--- Task instructions ---
Which lines of the material below contain the word "tree"? Pick out each one and copy it in full.

--- Entries shown ---
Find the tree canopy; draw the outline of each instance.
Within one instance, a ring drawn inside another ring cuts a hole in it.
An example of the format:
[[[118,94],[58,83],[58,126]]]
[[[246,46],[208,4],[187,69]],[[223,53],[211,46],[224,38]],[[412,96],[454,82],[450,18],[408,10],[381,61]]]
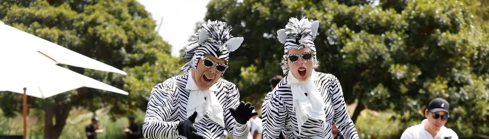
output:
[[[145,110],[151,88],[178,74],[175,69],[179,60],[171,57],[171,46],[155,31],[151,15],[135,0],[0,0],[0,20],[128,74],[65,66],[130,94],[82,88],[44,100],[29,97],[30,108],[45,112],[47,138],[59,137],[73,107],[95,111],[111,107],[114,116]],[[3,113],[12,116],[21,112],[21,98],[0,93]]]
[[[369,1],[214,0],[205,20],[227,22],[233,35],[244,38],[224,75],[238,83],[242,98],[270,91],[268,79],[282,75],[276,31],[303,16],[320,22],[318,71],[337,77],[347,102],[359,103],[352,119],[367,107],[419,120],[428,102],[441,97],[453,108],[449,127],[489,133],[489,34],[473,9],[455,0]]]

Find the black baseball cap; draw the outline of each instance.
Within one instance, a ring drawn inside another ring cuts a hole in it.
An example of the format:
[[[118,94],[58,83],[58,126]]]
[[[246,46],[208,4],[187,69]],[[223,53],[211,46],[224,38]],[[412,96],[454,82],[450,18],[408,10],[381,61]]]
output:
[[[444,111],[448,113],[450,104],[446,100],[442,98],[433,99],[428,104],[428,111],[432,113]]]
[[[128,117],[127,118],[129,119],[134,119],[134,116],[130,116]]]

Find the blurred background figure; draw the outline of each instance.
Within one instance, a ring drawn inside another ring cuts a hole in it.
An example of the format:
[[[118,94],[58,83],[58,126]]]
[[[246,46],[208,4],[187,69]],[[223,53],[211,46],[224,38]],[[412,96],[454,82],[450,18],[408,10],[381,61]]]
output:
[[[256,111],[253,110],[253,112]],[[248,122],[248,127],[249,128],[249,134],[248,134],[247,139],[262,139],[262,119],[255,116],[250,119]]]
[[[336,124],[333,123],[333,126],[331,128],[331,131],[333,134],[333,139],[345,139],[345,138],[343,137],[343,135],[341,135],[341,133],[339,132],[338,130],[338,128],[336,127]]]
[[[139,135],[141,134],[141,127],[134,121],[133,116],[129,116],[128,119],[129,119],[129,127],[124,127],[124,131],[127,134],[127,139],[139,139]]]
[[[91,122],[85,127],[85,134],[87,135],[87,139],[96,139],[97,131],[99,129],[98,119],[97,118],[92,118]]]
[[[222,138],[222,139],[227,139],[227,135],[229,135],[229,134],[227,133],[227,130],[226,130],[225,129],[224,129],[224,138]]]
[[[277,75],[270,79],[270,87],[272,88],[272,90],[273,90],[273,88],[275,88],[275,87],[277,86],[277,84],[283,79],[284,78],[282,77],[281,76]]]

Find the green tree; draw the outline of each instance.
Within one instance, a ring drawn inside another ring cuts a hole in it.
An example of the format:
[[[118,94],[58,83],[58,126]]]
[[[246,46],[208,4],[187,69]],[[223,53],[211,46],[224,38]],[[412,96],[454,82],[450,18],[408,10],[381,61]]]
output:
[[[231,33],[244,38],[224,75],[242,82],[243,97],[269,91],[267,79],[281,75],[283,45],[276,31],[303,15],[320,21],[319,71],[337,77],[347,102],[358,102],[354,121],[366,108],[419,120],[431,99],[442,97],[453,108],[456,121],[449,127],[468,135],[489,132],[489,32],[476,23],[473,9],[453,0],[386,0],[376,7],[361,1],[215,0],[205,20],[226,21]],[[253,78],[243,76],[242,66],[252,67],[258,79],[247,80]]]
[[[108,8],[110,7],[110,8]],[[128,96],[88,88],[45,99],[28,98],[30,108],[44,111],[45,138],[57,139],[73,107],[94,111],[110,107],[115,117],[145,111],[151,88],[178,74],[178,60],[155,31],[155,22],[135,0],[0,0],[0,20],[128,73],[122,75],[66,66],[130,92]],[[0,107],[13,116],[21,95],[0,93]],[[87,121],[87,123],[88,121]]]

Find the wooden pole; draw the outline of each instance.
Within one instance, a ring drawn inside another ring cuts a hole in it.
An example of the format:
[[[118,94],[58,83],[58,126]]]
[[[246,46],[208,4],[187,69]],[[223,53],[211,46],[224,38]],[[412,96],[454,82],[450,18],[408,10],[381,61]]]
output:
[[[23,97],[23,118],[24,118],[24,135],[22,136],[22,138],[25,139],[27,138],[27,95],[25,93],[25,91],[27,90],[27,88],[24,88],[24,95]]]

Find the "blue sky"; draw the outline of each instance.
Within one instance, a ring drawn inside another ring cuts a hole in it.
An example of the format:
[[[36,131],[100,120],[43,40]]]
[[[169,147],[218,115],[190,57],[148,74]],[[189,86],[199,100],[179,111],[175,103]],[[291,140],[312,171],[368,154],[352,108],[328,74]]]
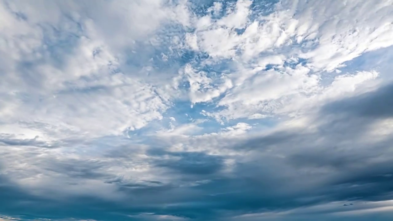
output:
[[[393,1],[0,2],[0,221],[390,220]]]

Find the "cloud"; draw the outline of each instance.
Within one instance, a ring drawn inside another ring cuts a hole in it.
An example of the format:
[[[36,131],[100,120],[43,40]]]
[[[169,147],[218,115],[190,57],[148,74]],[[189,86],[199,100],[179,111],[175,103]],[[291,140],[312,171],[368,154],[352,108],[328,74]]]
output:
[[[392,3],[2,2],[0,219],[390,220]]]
...
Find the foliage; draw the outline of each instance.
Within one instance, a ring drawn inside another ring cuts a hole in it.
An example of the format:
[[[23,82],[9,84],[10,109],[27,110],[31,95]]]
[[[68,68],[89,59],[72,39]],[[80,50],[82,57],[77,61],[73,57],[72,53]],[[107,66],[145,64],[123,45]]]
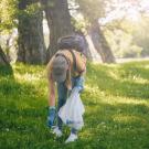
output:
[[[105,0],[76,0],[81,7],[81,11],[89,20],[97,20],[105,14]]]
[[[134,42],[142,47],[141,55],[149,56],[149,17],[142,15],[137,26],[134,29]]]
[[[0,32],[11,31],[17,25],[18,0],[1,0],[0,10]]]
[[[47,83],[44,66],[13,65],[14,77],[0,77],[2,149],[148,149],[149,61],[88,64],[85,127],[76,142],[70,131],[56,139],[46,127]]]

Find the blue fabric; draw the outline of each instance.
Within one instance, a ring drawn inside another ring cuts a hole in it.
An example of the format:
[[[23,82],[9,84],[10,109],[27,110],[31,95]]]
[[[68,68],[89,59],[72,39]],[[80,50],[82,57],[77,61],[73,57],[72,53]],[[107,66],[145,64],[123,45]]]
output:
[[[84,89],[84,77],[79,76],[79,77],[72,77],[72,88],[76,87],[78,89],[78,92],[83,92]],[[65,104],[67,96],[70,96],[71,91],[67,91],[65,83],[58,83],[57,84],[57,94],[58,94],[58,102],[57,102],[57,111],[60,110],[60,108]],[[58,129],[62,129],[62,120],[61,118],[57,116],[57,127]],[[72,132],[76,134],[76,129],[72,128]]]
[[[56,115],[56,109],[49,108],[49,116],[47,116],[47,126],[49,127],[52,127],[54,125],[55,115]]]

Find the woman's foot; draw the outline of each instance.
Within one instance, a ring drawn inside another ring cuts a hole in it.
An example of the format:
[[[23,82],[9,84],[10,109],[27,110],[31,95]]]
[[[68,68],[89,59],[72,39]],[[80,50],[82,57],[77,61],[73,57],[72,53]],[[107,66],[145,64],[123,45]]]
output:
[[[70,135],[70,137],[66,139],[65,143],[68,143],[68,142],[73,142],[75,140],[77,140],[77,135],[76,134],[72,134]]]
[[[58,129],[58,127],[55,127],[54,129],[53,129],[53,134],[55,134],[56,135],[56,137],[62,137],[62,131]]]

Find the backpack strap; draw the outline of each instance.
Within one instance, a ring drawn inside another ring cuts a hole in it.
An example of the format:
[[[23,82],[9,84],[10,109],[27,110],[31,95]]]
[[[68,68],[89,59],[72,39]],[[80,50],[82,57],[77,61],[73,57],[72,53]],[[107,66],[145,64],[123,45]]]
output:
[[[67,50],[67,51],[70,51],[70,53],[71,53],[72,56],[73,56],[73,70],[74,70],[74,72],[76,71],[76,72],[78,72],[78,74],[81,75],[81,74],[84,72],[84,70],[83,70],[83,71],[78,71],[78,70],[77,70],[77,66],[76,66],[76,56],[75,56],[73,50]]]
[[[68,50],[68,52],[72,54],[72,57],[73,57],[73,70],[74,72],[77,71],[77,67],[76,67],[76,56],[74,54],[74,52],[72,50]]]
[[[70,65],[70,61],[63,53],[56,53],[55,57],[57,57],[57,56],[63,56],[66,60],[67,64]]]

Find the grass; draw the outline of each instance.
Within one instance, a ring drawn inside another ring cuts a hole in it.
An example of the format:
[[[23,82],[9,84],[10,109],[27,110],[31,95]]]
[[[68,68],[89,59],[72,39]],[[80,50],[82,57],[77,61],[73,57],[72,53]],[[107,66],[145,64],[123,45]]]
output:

--- Finished exercise ---
Find the tree canopy; draw the outline of each instance.
Find the green tree; draw the outline of each instance.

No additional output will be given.